Material shown:
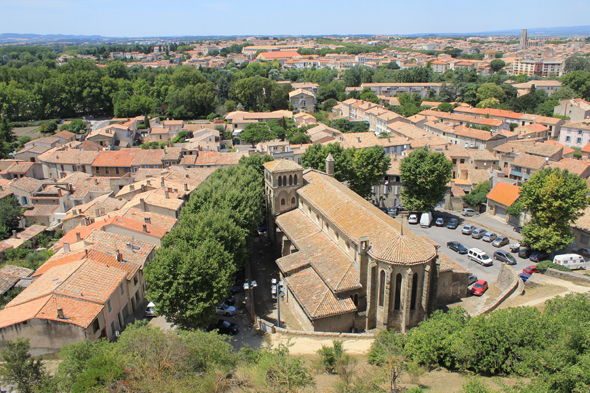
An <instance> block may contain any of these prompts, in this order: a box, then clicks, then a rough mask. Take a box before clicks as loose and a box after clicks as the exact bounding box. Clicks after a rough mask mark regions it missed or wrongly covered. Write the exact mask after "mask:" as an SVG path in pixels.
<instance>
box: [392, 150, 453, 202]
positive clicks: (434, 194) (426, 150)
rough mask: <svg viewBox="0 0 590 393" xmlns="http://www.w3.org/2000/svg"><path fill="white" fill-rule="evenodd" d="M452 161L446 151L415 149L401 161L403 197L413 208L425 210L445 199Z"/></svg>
mask: <svg viewBox="0 0 590 393" xmlns="http://www.w3.org/2000/svg"><path fill="white" fill-rule="evenodd" d="M452 169H453V164H452V162H451V161H450V160H448V159H447V158H446V157H445V155H444V154H443V153H437V152H431V151H429V150H428V148H426V147H424V148H421V149H417V150H414V151H413V152H411V153H410V154H409V155H408V156H407V157H405V158H404V159H403V160H402V161H401V163H400V172H401V178H402V183H403V185H404V187H403V188H402V193H401V194H402V200H403V202H404V207H405V208H407V209H409V210H410V211H417V212H425V211H428V210H429V209H432V208H434V206H436V205H437V204H438V203H439V202H440V201H442V200H443V198H444V196H445V193H446V192H447V188H448V187H447V183H448V182H449V181H451V175H452Z"/></svg>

Problem requirements: Determine the number of lines in the listing that contain the string "instance". Write that number and nothing else.

Solution for this problem: 2